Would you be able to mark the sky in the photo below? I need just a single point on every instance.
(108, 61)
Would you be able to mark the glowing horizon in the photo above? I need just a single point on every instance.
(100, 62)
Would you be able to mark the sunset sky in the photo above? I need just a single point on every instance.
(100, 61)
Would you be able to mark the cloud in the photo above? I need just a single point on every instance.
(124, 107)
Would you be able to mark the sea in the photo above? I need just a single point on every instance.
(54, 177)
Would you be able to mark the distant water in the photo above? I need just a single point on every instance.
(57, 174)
######
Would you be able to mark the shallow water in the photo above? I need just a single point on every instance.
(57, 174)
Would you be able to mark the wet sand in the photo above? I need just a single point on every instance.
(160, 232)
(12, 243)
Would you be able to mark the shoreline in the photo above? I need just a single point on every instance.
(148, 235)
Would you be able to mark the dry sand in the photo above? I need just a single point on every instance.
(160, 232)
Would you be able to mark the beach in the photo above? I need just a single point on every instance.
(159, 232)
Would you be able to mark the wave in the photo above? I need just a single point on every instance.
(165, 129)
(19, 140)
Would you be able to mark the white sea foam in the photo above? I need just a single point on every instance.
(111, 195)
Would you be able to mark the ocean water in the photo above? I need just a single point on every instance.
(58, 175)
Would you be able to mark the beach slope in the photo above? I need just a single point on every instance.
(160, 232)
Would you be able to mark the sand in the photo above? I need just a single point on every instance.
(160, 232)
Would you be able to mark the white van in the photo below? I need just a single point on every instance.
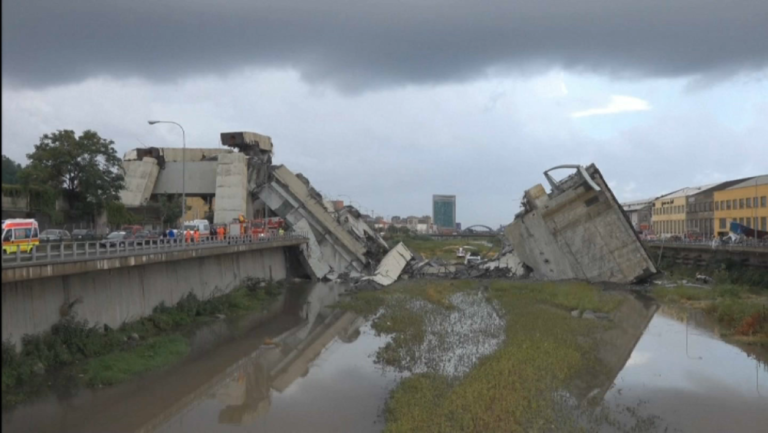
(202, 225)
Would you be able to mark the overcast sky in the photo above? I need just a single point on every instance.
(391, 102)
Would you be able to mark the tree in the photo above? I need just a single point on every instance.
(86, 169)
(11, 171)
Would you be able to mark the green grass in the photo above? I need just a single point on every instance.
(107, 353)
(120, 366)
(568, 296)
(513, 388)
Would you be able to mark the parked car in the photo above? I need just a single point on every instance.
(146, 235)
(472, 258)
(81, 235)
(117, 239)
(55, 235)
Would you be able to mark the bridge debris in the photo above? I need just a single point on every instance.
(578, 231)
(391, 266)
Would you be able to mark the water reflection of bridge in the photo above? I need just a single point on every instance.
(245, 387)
######
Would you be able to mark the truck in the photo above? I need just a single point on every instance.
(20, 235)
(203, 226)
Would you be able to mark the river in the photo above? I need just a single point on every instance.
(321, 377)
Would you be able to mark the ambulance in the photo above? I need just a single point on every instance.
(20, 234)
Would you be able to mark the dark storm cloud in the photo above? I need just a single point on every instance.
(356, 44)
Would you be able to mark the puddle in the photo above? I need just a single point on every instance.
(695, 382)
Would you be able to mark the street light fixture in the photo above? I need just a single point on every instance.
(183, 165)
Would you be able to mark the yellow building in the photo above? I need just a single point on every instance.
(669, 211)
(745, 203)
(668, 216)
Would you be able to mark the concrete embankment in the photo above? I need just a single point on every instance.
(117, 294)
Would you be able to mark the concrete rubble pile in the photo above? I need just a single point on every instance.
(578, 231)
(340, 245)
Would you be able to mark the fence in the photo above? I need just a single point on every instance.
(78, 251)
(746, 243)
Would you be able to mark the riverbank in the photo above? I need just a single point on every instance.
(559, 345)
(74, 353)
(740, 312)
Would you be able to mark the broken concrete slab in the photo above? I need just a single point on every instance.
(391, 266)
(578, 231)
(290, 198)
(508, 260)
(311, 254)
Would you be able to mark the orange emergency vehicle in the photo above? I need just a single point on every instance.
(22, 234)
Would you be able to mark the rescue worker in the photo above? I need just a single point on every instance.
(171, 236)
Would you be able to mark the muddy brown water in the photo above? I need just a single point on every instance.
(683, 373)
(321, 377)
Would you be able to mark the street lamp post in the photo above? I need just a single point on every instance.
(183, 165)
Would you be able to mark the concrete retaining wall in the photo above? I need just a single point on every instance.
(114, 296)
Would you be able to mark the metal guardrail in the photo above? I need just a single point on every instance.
######
Problem statement: Find each line above that contains the word "white" and copy it. The match is case-sensitive.

Answer for this exercise:
Would you be able to mark the white sea foam in the photo above? I need just a single point on every instance.
Would you be able to mark the white van in the photo below? I need just a single point on every instance.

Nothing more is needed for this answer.